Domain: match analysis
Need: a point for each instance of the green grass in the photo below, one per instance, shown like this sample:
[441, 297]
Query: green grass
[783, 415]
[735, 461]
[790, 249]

■ ■ ■ ■ ■ ■ ■

### Task brief
Rewrite the material above, changing every "grass" to "turf" and keeping everything else the same.

### Reply to the exercise
Domain: match analysis
Need: a point for each instance of the green turf in the photo below, one per instance, shown like this sample:
[441, 297]
Query: green turf
[783, 415]
[735, 461]
[790, 249]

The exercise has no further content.